• _Instrução 1_
Localize na listagem abaixo todas as linhas que contêm a palavra "grass" e copie cada uma delas.

• _Texto extraído_
....................

Quando
veio a Nova York em 1960 para a reunião das Nações Unidas, Castro se irritou
com a gerência do hotel em que ele estava se hospedando, o Shelburne, arrumou
suas malas e levou sua comitiva para o Hotel Theresa no Harlem, onde ele
celebremente apareceu na janela e acenou para os moradores negros da
comunidade. Milhares de moradores do Harlem gritaram seu nome em uma conexão
com o poder com o qual eles estavam totalmente desacostumados.
Por Ronald
Howell, em Dezembro em 2014
Tradução:
Tomaz Amorim Izabel, para este Blog.
Quando
se trata de comparar palavras com feitos no tema da igualdade racial, o líder
mais fiel do hemisfério ocidental, durante o século XX, foi Fidel Castro.

....................

• _Instrução 2_
Indique se cada afirmação está de acordo com o texto sobre Castro no Harlem, acima, respondendo sim ou não e citando literalmente o trecho decisivo: (a) Castro foi a Nova York em 1960 para a reunião das Nações Unidas; (b) Castro ficou hospedado no Shelburne durante toda a visita; (c) a tradução foi feita por Ronald Howell.

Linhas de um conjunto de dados
....................

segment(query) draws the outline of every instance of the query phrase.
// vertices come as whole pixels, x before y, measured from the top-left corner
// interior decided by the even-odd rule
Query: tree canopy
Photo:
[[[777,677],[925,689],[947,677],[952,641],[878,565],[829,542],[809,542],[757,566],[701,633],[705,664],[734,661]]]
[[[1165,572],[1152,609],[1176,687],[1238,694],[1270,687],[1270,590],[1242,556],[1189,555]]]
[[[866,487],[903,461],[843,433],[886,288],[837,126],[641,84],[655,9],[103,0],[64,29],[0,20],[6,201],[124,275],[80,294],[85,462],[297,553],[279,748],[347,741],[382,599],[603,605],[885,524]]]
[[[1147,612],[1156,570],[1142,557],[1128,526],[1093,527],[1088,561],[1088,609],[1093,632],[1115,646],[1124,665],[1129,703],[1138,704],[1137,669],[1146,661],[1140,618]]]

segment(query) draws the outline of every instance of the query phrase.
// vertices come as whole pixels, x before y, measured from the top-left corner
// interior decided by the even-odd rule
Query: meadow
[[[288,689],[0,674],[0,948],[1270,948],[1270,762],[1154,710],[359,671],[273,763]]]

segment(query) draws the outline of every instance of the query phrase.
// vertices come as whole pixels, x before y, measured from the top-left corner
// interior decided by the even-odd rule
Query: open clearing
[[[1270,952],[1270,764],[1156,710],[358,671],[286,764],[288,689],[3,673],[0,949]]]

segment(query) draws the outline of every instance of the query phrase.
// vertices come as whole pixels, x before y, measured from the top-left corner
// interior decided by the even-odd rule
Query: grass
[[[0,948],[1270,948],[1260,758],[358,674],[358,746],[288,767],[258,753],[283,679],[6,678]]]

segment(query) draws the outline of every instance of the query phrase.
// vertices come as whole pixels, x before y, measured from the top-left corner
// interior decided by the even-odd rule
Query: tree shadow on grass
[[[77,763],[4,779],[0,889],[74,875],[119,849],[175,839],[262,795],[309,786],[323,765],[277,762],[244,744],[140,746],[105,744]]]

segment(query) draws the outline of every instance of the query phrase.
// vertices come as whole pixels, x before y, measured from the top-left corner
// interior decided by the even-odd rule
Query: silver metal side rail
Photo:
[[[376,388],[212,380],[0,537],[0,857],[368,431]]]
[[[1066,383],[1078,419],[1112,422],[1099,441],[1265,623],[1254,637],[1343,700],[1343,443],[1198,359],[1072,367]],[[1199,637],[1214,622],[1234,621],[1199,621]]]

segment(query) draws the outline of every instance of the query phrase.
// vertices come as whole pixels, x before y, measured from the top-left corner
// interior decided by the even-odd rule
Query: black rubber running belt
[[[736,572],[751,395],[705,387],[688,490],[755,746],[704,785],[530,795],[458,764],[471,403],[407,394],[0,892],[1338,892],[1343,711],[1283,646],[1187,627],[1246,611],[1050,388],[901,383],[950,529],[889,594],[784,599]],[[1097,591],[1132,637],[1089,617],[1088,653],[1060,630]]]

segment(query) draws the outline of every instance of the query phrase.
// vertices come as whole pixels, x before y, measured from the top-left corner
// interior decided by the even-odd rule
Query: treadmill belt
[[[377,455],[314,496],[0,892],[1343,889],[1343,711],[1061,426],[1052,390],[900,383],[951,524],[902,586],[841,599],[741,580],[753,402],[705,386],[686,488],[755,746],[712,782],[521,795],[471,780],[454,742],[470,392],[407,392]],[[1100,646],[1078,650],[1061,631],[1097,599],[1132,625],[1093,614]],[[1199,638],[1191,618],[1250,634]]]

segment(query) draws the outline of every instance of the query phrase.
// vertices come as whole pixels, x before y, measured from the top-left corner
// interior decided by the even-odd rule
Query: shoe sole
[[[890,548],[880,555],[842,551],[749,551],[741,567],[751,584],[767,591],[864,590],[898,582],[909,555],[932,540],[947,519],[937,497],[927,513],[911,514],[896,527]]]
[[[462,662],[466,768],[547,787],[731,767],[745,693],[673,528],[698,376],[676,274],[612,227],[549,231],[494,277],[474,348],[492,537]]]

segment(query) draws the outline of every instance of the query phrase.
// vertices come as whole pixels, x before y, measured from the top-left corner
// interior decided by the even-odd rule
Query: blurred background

....................

• _Resposta escrita 1_
Query: grass
Query: tree shadow on grass

• _Resposta escrita 2_
(a) Sim: "veio a Nova York em 1960 para a reunião das Nações Unidas".
(b) Não: "arrumou suas malas e levou sua comitiva para o Hotel Theresa no Harlem".
(c) Não: "Tomaz Amorim Izabel, para este Blog".